→ Exercise aim
Rewrite the lines below, changing every "put a marker on" to "mark" and leaving everything else as it is.

───

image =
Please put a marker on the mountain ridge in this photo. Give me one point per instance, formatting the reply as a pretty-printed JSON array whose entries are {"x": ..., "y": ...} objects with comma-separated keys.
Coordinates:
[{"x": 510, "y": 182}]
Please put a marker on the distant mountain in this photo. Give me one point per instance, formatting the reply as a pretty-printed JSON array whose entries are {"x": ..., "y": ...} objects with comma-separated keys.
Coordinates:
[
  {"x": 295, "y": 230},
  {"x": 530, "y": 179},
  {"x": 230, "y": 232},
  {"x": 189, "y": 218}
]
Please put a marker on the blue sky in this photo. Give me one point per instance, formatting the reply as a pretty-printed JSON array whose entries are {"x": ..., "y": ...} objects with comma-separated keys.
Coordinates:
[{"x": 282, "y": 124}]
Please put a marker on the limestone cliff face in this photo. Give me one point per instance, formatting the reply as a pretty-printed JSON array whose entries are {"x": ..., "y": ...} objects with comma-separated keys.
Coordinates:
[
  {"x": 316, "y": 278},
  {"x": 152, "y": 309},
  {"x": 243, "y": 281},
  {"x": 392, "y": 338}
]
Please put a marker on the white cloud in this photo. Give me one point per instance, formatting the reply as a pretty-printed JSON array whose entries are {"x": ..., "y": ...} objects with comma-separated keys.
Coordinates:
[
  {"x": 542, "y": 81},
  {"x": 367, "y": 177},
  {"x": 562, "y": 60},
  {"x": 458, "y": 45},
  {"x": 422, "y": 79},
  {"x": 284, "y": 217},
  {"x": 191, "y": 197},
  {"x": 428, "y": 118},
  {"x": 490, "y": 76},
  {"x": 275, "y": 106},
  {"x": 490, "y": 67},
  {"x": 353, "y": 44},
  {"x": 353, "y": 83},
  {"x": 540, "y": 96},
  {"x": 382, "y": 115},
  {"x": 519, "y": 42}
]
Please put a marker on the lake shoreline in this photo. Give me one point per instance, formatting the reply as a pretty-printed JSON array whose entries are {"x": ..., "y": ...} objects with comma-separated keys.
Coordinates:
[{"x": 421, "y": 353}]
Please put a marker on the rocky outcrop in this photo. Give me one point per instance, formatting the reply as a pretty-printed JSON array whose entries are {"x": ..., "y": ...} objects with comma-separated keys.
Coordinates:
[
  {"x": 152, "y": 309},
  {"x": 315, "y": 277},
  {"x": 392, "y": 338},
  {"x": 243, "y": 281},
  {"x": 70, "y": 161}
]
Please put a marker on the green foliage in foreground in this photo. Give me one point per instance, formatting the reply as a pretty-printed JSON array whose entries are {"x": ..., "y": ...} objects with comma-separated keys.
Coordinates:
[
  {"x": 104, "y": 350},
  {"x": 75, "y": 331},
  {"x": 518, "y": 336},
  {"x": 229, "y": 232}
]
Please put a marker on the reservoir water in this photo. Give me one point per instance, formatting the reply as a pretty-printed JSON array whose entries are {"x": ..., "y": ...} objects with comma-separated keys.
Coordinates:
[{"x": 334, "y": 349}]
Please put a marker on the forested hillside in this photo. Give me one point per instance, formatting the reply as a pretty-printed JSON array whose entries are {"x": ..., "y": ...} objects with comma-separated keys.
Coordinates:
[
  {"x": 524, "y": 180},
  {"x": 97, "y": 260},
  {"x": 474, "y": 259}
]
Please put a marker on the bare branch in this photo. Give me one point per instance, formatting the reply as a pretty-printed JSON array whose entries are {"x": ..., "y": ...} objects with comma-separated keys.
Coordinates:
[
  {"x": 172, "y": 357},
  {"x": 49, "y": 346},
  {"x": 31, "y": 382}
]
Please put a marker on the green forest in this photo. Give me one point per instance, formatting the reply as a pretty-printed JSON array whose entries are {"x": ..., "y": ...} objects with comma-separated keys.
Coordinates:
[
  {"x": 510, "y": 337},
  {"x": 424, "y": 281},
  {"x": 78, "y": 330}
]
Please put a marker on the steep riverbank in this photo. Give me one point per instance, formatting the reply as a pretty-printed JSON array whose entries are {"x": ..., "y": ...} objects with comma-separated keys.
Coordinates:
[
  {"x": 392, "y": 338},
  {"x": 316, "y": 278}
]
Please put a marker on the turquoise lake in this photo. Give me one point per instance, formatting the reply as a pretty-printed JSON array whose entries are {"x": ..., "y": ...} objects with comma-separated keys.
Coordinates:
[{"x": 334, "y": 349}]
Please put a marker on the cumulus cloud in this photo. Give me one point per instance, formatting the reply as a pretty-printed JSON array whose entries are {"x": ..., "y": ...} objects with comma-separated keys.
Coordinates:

───

→ Reply to the task
image =
Please mark the mountain ridge in this photo. Give me one point per instance, formatting the reply as a pretty-printed JSON array whose entries are {"x": ..., "y": ...} objects with comma-separated keys.
Coordinates:
[{"x": 510, "y": 182}]
Please mark the distant mountain in this photo. Give me one point per instance, formatting the reply as a pretty-printed JSON array whose entries are {"x": ..., "y": ...} objects with comma-separated keys.
Coordinates:
[
  {"x": 295, "y": 230},
  {"x": 530, "y": 179},
  {"x": 230, "y": 232},
  {"x": 189, "y": 218}
]
Please mark the blue sky in this photo. Give me one point per instance, formatting the reply as a pretty-printed JSON array whose entries are {"x": ..., "y": ...} objects with comma-separated keys.
Coordinates:
[{"x": 282, "y": 124}]
Please mark the limestone cliff face in this photo. Give me one point per instance, formatting the reply as a pretty-printed JSON array whose entries are {"x": ..., "y": ...} objects with comma-separated keys.
Coordinates:
[
  {"x": 316, "y": 278},
  {"x": 152, "y": 309},
  {"x": 243, "y": 281},
  {"x": 392, "y": 338}
]
Please mark the white cloud in this photo. Give me one point per instance, formatting the reply as a pretty-printed JSON array whose entries are {"x": ..., "y": ...} objects with comma-separated keys.
Coordinates:
[
  {"x": 542, "y": 81},
  {"x": 367, "y": 177},
  {"x": 562, "y": 60},
  {"x": 458, "y": 45},
  {"x": 422, "y": 79},
  {"x": 284, "y": 217},
  {"x": 191, "y": 197},
  {"x": 428, "y": 118},
  {"x": 490, "y": 76},
  {"x": 275, "y": 106},
  {"x": 490, "y": 67},
  {"x": 353, "y": 44},
  {"x": 353, "y": 83},
  {"x": 540, "y": 96},
  {"x": 382, "y": 115},
  {"x": 519, "y": 42}
]
Please mark the lake shoreline in this photo. Give me one point per instance, formatting the reply as a pretty-printed JSON array whose entries are {"x": ..., "y": ...} objects with comma-separated keys.
Coordinates:
[{"x": 421, "y": 353}]
Please mark the rocky outcrop in this photo. Give me one point per instance, formatting the reply as a pretty-printed JSON array whose entries are {"x": ..., "y": ...} objects with comma-separated keys.
Coordinates:
[
  {"x": 152, "y": 309},
  {"x": 315, "y": 277},
  {"x": 392, "y": 338},
  {"x": 243, "y": 281},
  {"x": 70, "y": 161}
]
Please mark the green foliage in foreground in this photo. Give me one point per instance, formatting the reply as a pretty-printed JSON array whose entries are {"x": ..., "y": ...} objects with comma-separated keys.
Coordinates:
[
  {"x": 104, "y": 350},
  {"x": 75, "y": 331},
  {"x": 518, "y": 336},
  {"x": 229, "y": 232}
]
Please mark the reservoir water in this photo. Give me one point per instance, formatting the reply as a pretty-printed JSON array whose entries are {"x": ..., "y": ...} objects with comma-separated keys.
Coordinates:
[{"x": 334, "y": 349}]
Please mark the forested hillside in this photo. Give me one point per instance, formatting the reply as a pretty-printed JSON array whose entries are {"x": ..., "y": ...} objects with comma-separated keys.
Coordinates:
[
  {"x": 524, "y": 180},
  {"x": 97, "y": 260},
  {"x": 474, "y": 259}
]
Please mark the bare branch in this photo. Give me one point per instance, formatting the reply as a pretty-printed JSON array whose entries are {"x": ..., "y": ...} objects with comma-separated keys.
Coordinates:
[
  {"x": 172, "y": 357},
  {"x": 49, "y": 346},
  {"x": 31, "y": 382}
]
Please mark the green forest in this photo. Give me one point per instance, formatting the reply as a pretty-printed JSON array whose entries are {"x": ..., "y": ...} objects with comma-separated keys.
Coordinates:
[
  {"x": 510, "y": 337},
  {"x": 424, "y": 281},
  {"x": 78, "y": 330}
]
Please mark the steep riverbank in this photo. Give me one point per instance, formatting the reply as a pretty-printed JSON array whose entries are {"x": ..., "y": ...} objects with comma-separated keys.
Coordinates:
[
  {"x": 392, "y": 338},
  {"x": 316, "y": 278}
]
Please mark the turquoise lake in this photo. Give me one point per instance, formatting the reply as a pretty-printed JSON array whose entries are {"x": ..., "y": ...} objects with comma-separated keys.
Coordinates:
[{"x": 334, "y": 349}]
Please mark the cumulus cloud in this photo. Give me one point per instance, formatting the reply as a pretty-printed JSON array whose entries are {"x": ..., "y": ...} objects with comma-separated keys.
Coordinates:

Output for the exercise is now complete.